(Saved data entries)
>> begin

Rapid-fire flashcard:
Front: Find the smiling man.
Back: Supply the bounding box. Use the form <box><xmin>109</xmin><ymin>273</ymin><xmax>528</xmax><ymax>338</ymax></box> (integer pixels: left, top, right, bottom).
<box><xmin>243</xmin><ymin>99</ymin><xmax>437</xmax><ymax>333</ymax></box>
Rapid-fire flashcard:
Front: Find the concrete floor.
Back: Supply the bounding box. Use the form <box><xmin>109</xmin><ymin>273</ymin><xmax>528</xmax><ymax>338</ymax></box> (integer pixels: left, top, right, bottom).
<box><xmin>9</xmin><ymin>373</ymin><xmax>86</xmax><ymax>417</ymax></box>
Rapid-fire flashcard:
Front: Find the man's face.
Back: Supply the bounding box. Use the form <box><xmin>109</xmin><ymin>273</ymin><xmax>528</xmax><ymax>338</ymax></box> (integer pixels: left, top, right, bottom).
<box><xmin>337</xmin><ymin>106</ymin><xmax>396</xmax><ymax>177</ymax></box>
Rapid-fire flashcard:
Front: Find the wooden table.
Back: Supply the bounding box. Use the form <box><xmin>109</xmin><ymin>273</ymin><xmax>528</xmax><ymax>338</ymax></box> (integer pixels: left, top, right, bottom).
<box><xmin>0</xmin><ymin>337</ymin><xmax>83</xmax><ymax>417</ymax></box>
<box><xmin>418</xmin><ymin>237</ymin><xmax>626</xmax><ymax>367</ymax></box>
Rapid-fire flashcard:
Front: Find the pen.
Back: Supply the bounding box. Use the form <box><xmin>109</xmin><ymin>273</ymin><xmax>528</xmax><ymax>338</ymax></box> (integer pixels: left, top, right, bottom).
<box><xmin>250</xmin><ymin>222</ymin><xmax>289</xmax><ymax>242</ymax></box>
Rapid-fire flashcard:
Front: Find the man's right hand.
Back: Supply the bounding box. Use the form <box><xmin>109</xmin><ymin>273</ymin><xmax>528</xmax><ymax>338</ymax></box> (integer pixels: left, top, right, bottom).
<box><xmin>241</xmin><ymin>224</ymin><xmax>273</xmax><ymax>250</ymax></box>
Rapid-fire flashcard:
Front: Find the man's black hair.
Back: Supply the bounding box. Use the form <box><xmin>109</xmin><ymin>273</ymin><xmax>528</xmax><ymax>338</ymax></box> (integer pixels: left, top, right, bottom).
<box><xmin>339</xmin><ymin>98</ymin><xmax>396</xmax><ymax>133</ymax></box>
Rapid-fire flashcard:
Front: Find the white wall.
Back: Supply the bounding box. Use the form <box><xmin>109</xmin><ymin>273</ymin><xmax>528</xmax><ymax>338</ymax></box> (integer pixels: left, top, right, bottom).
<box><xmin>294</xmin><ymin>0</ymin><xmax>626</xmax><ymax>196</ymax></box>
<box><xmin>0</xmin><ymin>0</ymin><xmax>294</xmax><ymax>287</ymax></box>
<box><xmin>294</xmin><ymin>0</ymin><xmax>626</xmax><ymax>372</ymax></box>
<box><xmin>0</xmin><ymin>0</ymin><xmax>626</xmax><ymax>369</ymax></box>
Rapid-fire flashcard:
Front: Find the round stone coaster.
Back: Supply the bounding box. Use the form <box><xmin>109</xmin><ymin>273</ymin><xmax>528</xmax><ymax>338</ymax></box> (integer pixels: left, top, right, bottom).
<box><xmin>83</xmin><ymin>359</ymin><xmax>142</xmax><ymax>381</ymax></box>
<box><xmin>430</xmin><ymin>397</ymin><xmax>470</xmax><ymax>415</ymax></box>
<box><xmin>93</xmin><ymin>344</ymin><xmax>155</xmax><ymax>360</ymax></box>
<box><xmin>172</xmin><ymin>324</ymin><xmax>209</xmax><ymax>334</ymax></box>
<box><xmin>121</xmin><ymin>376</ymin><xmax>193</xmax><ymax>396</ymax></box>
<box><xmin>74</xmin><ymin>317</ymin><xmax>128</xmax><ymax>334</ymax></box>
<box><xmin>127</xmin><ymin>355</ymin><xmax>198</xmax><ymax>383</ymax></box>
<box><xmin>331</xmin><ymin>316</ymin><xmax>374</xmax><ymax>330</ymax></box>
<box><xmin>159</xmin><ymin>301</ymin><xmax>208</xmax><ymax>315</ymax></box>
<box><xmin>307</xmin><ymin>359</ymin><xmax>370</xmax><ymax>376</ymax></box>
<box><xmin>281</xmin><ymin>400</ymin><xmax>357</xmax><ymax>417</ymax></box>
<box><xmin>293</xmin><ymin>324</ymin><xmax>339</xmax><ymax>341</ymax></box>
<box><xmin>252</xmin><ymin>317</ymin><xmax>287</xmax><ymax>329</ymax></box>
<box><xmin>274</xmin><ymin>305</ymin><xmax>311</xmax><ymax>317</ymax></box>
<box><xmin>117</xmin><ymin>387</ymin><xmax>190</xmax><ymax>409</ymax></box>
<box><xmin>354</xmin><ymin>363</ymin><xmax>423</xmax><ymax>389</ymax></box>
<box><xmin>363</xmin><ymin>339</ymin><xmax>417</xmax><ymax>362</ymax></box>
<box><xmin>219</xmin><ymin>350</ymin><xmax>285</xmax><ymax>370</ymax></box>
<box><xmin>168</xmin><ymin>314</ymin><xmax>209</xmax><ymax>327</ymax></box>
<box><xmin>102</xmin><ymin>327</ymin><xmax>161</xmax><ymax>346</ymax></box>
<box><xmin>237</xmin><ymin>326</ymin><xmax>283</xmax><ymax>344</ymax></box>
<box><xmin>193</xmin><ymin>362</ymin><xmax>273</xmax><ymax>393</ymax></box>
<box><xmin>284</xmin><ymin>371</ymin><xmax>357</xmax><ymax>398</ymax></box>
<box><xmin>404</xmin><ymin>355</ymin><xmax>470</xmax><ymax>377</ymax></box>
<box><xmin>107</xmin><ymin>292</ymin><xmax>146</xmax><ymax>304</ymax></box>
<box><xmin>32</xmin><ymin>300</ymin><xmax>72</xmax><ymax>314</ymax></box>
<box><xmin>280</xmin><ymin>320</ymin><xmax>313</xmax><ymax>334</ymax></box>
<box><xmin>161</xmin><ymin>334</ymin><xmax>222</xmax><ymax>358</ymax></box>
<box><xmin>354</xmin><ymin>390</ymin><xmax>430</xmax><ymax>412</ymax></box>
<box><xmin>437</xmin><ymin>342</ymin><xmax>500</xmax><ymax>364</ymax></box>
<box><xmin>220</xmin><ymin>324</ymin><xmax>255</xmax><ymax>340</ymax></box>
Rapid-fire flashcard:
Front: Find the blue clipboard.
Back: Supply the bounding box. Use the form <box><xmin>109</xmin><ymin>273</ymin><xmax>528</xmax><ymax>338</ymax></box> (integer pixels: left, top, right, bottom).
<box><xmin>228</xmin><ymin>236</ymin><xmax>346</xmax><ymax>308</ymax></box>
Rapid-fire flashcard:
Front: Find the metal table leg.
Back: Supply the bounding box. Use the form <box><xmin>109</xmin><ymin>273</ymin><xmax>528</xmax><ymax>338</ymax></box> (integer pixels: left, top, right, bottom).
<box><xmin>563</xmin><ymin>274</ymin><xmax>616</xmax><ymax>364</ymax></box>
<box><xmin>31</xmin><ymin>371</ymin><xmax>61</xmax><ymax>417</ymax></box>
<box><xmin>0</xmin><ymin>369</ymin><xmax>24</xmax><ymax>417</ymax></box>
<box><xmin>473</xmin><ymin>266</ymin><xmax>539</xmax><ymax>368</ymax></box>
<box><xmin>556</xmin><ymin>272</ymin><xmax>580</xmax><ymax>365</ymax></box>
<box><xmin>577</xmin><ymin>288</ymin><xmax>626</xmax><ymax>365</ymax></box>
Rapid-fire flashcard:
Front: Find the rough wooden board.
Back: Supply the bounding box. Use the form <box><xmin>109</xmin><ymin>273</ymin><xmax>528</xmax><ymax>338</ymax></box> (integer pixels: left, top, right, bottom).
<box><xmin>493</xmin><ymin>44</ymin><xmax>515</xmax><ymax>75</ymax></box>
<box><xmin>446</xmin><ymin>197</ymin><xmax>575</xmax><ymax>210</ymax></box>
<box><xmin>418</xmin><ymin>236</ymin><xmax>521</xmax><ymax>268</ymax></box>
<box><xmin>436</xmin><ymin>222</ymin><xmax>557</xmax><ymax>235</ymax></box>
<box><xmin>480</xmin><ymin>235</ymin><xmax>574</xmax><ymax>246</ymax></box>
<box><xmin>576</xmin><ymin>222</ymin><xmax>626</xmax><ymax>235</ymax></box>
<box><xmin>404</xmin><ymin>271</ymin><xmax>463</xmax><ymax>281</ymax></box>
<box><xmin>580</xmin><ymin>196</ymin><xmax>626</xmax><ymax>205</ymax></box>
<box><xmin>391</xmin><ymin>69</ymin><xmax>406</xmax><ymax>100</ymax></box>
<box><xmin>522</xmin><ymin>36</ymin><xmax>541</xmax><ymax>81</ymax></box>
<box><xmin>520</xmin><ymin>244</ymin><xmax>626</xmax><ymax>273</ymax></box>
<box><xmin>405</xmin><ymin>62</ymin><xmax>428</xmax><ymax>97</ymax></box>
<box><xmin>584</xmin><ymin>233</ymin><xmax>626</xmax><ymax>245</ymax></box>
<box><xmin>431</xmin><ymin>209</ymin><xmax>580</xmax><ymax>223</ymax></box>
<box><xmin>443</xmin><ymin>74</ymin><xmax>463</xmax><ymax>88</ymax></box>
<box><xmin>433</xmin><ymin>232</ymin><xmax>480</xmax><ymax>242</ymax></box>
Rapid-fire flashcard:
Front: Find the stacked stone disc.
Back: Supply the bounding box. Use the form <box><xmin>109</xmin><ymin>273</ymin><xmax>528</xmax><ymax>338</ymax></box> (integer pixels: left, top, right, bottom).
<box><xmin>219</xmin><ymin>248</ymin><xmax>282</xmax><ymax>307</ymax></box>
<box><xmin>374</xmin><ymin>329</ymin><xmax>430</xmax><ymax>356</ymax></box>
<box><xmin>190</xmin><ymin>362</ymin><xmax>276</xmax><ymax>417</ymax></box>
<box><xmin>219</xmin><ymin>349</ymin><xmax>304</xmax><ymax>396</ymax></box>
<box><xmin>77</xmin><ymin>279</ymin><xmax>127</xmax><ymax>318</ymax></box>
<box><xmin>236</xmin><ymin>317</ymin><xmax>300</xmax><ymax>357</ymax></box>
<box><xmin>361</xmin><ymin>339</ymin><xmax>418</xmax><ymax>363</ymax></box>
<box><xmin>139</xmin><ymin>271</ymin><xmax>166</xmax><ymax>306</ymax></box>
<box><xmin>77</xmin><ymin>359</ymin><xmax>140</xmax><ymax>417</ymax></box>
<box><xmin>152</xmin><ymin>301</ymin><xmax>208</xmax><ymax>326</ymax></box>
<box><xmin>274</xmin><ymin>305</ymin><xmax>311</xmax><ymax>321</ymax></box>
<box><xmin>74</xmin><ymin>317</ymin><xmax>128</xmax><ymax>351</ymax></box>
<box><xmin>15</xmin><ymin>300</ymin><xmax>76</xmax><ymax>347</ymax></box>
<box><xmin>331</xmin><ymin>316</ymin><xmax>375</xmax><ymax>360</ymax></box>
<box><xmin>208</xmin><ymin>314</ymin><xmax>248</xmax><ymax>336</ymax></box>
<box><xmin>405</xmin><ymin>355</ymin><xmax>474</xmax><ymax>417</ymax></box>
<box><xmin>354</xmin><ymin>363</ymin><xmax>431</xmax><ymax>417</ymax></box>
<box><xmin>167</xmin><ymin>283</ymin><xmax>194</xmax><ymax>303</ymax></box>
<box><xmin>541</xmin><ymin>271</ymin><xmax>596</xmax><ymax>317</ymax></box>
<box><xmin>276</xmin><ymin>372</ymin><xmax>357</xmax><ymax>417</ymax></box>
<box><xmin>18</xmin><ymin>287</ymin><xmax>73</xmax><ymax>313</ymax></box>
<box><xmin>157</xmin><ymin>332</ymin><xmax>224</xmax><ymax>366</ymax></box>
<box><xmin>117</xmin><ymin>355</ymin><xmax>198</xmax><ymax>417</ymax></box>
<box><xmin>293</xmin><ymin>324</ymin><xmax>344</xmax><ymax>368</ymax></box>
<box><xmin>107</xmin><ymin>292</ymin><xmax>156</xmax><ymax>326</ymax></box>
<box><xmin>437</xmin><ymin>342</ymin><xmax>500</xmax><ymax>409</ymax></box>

>> end

Instructions to follow –
Find each line in the records above that includes the word "table", and copy every such line.

Result for this task –
Front: Find the wooden table.
Front: Find the metal table leg.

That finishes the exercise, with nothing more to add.